● **Passage to read**
☆ ☆ ☆

Heat Map showing the transcript expression level of steroid receptors in ORNs and OE [36]. Deeper colors indicate a higher expression level.
In addition to progesterone, estradiol is another important female steroid hormone with various functions. Therefore, we screened the RNA-Seq data for possible estrogen receptors (Fig 1). In the ORNs, expression was detected for Esr1 and Gpr30 with FPKM values > 0.6, and Esr2 was not expressed. Additionally, we performed RT-PCR with OE mRNA to verify the RNA-Seq results for several progesterone and estrogen receptors (S1 Fig). To assess sex specific differences in the expression of steroid receptors, we used a cuffdiff analysis as previously described [36]; however, no sex-specific expression patterns were found (S1 Table).
Localization of progesterone and estradiol receptor proteins in the OE
The subcellular localization of receptor proteins for progesterone and estradiol in the OE, especially in ORNs, remains unknown. Thus, we examined receptor protein expression by immunohistochemistry. The results showed a subpopulation of mature ORNs with immunoreactivity for Paqr9 in the soma membrane and Paqr8 in the cilia membrane of mature ORNs (Fig 2). We also observed a pronounced cilia membrane expression of Gpr30 in the OE. Pgrmc1 could be weakly detected in cilia layer (S2 Fig).

☆ ☆ ☆

● **Record set**
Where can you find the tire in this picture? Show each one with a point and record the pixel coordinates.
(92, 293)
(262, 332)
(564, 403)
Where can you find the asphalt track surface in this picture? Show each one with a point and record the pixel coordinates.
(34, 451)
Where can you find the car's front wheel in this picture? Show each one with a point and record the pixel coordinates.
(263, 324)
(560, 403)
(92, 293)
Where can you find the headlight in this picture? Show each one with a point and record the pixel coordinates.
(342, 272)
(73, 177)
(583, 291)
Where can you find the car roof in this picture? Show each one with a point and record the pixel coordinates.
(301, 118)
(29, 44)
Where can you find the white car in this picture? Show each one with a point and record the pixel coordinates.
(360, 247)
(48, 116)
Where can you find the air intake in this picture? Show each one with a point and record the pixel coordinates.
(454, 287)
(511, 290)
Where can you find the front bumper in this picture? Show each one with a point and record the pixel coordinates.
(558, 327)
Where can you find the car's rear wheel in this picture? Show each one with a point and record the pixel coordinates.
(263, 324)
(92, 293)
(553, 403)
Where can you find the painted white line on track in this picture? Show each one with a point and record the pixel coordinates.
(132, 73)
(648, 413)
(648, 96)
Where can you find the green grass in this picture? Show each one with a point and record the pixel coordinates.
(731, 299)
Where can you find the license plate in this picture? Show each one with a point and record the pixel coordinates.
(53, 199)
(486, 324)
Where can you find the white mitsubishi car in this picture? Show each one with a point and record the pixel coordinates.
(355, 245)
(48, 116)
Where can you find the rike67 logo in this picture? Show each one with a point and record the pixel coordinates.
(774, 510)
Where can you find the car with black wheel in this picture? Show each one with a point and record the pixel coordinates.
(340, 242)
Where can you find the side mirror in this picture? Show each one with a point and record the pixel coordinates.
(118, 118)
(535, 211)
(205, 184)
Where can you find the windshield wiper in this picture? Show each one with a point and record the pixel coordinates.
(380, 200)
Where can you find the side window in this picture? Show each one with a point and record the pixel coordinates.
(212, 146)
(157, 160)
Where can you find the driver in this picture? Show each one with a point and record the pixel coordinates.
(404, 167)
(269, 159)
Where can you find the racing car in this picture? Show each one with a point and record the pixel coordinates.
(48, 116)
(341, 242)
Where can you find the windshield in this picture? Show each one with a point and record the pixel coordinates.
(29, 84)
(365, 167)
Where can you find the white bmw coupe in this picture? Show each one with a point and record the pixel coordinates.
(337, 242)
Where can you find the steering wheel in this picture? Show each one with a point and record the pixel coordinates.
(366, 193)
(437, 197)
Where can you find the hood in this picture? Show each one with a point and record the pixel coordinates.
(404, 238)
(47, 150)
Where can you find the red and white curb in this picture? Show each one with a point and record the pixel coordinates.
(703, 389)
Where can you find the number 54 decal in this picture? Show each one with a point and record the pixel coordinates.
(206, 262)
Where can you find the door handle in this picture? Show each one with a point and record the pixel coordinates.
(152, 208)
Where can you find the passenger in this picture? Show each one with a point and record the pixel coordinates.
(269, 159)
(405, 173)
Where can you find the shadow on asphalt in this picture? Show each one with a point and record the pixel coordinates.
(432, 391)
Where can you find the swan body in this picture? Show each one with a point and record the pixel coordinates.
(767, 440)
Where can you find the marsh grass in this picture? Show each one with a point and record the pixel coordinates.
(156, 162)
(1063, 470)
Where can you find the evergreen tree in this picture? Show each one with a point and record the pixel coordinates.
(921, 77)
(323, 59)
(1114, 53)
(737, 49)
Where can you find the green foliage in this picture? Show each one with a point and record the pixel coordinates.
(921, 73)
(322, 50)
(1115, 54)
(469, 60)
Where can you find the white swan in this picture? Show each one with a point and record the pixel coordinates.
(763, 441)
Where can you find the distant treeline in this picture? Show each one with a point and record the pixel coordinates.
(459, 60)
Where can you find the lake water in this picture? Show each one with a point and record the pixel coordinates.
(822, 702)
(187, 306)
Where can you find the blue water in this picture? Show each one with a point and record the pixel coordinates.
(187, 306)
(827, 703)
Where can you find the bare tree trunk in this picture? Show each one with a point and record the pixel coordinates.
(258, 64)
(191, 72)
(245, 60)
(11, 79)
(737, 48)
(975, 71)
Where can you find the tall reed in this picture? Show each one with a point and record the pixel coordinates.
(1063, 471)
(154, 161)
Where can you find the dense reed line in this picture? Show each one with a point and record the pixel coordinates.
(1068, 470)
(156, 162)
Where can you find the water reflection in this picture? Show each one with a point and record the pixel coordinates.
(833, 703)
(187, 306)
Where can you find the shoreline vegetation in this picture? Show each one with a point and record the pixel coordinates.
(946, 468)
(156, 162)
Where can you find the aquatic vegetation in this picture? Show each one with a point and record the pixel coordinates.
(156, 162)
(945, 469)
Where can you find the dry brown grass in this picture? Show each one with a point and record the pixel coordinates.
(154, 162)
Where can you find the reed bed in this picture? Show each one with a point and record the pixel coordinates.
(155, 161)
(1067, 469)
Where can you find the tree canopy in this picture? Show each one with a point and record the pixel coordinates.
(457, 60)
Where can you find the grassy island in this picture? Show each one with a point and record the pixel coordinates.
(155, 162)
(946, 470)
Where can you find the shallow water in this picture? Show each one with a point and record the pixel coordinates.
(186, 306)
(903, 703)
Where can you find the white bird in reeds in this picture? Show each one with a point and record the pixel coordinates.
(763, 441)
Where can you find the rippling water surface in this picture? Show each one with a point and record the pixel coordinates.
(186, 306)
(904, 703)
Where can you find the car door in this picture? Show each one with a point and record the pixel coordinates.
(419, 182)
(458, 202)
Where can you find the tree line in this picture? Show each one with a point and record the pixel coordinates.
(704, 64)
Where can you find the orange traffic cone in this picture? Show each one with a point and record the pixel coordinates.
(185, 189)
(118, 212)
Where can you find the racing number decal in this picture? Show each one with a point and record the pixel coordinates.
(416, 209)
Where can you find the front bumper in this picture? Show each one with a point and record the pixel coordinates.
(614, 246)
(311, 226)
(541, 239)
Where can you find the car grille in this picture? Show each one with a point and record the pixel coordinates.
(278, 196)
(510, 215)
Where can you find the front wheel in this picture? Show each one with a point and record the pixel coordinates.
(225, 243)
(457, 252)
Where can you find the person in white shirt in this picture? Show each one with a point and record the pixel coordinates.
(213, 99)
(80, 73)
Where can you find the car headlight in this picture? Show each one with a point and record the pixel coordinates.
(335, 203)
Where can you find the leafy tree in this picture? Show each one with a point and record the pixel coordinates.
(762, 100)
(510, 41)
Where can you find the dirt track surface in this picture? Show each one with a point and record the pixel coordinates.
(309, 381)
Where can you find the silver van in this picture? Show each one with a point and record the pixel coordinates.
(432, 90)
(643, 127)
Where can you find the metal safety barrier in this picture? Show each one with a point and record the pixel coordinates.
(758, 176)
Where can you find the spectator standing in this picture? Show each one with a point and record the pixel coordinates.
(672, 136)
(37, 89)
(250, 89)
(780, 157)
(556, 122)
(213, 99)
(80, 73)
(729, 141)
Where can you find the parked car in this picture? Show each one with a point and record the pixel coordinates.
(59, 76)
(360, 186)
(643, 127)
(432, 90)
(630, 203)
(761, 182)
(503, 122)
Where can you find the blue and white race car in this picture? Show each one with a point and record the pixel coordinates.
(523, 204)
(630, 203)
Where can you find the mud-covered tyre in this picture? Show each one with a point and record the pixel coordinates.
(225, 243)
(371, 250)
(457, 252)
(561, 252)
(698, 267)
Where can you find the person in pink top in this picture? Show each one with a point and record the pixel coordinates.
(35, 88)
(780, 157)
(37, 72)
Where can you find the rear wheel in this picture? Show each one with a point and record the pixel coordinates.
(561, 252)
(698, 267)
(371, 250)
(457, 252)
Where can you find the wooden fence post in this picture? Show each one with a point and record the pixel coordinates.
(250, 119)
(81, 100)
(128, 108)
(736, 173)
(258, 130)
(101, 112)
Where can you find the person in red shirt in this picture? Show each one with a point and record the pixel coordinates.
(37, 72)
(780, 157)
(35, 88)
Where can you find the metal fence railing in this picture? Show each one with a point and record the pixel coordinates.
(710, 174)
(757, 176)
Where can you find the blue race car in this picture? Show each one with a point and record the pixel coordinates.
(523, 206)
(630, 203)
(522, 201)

☆ ☆ ☆

● **Work order**
Reproduce word for word the passage above on steroid receptors in the olfactory epithelium, from its first sentence to its last.

● **Exercise result**
Heat Map showing the transcript expression level of steroid receptors in ORNs and OE [36]. Deeper colors indicate a higher expression level.
In addition to progesterone, estradiol is another important female steroid hormone with various functions. Therefore, we screened the RNA-Seq data for possible estrogen receptors (Fig 1). In the ORNs, expression was detected for Esr1 and Gpr30 with FPKM values > 0.6, and Esr2 was not expressed. Additionally, we performed RT-PCR with OE mRNA to verify the RNA-Seq results for several progesterone and estrogen receptors (S1 Fig). To assess sex specific differences in the expression of steroid receptors, we used a cuffdiff analysis as previously described [36]; however, no sex-specific expression patterns were found (S1 Table).
Localization of progesterone and estradiol receptor proteins in the OE
The subcellular localization of receptor proteins for progesterone and estradiol in the OE, especially in ORNs, remains unknown. Thus, we examined receptor protein expression by immunohistochemistry. The results showed a subpopulation of mature ORNs with immunoreactivity for Paqr9 in the soma membrane and Paqr8 in the cilia membrane of mature ORNs (Fig 2). We also observed a pronounced cilia membrane expression of Gpr30 in the OE. Pgrmc1 could be weakly detected in cilia layer (S2 Fig).